Task inputs:
■ ■ ■ ■ ■ ■ ■
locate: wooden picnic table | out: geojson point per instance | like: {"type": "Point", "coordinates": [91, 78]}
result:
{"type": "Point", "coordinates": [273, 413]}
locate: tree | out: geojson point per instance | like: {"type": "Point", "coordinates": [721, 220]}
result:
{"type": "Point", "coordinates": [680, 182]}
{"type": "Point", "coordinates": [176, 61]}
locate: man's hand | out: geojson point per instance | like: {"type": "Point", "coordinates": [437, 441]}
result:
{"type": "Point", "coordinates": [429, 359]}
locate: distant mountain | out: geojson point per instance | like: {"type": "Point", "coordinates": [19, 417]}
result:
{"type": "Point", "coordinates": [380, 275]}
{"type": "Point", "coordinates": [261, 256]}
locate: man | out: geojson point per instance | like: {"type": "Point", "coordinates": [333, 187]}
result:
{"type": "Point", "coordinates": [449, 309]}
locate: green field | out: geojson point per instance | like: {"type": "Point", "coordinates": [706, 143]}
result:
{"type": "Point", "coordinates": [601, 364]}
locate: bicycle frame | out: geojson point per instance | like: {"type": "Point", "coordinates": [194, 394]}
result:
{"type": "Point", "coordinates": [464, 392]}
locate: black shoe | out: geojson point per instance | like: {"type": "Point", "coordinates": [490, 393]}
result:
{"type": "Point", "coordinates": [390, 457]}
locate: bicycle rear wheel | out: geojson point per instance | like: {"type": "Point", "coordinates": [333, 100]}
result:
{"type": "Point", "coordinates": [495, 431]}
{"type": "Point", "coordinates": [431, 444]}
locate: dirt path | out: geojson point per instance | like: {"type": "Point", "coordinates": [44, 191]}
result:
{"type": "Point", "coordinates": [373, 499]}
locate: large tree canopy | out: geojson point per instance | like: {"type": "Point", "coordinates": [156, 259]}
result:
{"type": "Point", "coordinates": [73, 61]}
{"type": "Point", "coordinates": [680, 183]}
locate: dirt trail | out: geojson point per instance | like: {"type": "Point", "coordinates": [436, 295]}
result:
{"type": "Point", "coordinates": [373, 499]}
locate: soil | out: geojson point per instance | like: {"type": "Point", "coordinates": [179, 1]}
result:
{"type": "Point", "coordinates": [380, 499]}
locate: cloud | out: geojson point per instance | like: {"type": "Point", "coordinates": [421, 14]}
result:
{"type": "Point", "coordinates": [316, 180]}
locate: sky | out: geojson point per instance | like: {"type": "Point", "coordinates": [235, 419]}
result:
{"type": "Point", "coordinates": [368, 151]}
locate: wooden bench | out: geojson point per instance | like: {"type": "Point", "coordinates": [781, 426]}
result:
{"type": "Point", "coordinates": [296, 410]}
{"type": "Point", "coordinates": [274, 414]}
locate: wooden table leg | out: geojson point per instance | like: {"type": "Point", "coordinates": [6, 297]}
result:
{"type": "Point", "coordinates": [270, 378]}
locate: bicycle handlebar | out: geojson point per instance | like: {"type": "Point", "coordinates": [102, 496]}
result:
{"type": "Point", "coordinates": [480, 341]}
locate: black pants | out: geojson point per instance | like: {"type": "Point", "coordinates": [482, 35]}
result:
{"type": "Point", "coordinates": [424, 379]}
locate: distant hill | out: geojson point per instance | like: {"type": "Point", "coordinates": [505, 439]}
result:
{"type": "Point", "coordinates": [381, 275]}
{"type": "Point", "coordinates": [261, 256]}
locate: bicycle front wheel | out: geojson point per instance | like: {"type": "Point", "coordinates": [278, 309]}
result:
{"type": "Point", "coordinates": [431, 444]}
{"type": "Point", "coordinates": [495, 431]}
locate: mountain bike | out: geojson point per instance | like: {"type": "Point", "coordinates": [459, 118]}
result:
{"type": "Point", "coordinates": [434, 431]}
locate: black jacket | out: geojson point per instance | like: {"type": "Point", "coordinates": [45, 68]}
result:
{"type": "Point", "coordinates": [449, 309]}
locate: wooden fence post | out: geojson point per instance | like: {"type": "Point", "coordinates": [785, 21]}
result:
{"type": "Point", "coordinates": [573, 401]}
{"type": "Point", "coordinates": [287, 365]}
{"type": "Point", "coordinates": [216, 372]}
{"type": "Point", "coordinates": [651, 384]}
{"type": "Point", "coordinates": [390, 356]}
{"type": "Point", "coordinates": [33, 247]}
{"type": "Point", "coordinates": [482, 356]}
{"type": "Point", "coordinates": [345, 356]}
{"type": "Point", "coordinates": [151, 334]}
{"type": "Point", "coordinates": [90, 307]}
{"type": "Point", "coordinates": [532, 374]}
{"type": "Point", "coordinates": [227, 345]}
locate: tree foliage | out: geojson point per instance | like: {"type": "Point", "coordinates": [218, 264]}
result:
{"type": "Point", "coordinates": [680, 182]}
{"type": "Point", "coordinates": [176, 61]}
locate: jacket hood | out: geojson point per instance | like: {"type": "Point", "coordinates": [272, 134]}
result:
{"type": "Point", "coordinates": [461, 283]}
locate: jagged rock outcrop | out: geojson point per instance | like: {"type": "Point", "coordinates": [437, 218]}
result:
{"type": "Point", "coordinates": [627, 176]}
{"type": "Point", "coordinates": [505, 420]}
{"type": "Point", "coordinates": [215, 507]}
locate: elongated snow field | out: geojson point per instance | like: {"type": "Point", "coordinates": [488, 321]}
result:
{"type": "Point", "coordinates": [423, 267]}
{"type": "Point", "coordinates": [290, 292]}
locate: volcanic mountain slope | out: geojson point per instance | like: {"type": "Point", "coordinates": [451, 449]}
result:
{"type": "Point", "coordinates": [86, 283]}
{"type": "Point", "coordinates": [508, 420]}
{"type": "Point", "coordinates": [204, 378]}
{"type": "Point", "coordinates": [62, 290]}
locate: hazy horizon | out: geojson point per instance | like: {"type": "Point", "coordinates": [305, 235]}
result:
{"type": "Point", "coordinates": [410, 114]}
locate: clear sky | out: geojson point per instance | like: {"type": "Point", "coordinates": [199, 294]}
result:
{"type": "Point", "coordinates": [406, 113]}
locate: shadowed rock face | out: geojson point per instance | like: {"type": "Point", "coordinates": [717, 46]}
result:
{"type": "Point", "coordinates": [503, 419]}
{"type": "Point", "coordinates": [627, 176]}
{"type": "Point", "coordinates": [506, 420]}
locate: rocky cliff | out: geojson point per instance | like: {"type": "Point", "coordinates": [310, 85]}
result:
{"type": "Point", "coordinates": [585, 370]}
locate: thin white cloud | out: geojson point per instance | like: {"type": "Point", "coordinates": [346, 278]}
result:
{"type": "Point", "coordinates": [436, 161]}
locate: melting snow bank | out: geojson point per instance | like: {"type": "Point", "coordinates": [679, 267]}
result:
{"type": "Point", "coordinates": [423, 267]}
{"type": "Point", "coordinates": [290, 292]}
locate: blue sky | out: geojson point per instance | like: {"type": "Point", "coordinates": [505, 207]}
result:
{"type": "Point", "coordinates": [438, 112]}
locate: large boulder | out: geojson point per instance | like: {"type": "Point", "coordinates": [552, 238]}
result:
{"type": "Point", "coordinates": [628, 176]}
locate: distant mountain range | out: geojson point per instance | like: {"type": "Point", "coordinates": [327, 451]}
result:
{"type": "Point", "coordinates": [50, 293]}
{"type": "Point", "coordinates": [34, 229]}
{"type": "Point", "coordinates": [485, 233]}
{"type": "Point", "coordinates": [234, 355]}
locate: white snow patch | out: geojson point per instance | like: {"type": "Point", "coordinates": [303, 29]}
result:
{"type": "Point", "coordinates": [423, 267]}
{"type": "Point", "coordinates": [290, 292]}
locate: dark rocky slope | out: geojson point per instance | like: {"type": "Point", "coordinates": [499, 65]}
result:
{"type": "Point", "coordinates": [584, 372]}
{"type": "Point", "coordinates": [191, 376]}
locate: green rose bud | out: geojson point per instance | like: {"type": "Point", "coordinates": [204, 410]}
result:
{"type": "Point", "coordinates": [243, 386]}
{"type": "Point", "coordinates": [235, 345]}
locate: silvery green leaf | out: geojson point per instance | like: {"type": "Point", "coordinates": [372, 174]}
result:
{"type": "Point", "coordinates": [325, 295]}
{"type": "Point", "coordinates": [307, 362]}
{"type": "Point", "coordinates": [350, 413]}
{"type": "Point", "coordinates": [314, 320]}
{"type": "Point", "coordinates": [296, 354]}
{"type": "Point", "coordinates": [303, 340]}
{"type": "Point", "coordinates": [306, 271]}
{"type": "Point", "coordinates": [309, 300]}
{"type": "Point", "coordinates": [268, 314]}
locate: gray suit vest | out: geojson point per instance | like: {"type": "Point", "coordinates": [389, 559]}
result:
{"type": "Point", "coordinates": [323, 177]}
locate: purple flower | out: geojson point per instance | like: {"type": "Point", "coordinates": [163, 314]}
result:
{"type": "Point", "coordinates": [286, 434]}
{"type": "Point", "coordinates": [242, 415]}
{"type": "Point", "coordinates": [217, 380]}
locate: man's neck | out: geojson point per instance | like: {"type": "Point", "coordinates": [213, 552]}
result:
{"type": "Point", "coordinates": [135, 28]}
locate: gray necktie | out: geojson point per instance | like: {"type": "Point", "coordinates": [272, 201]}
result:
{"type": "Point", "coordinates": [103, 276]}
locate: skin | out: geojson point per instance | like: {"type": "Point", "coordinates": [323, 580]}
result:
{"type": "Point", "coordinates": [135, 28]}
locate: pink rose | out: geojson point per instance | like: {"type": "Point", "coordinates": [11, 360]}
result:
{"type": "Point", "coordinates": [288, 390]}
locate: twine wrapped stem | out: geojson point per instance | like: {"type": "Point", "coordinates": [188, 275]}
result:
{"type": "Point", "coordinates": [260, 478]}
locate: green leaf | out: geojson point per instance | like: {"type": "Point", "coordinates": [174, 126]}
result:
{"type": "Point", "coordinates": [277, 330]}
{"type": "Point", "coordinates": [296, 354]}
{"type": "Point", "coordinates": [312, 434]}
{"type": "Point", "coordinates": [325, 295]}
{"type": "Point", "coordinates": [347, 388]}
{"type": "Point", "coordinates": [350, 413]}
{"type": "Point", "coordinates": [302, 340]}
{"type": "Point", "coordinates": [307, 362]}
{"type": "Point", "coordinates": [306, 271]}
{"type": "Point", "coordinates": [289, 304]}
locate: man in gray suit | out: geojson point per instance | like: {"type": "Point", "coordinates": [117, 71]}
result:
■ ■ ■ ■ ■ ■ ■
What you need to do: Nothing but the lines from the one with "locate: gray suit" through the last line should be repeated, each exactly as it stands.

Full output:
locate: gray suit vest | out: geojson point per instance | like: {"type": "Point", "coordinates": [389, 559]}
result:
{"type": "Point", "coordinates": [323, 177]}
locate: purple flower | out: geojson point per instance | like: {"type": "Point", "coordinates": [163, 314]}
result:
{"type": "Point", "coordinates": [286, 434]}
{"type": "Point", "coordinates": [242, 415]}
{"type": "Point", "coordinates": [217, 380]}
locate: man's neck | out: geojson point per instance | like: {"type": "Point", "coordinates": [213, 552]}
result:
{"type": "Point", "coordinates": [135, 28]}
locate: gray necktie | out: geojson point per instance | like: {"type": "Point", "coordinates": [272, 201]}
result:
{"type": "Point", "coordinates": [103, 276]}
locate: skin | out: geojson point per instance | like: {"type": "Point", "coordinates": [323, 580]}
result:
{"type": "Point", "coordinates": [135, 28]}
locate: pink rose | out: geojson point per instance | like: {"type": "Point", "coordinates": [11, 360]}
result:
{"type": "Point", "coordinates": [288, 390]}
locate: twine wrapped stem | out: geojson point per instance | like: {"type": "Point", "coordinates": [188, 275]}
result:
{"type": "Point", "coordinates": [260, 478]}
locate: green leaf | out: geojson point per instance | like: {"type": "Point", "coordinates": [174, 126]}
result:
{"type": "Point", "coordinates": [277, 330]}
{"type": "Point", "coordinates": [296, 354]}
{"type": "Point", "coordinates": [312, 434]}
{"type": "Point", "coordinates": [325, 295]}
{"type": "Point", "coordinates": [347, 388]}
{"type": "Point", "coordinates": [350, 413]}
{"type": "Point", "coordinates": [302, 340]}
{"type": "Point", "coordinates": [307, 362]}
{"type": "Point", "coordinates": [306, 271]}
{"type": "Point", "coordinates": [289, 304]}
locate: man in gray suit | out: geojson point per instance | like: {"type": "Point", "coordinates": [117, 71]}
result:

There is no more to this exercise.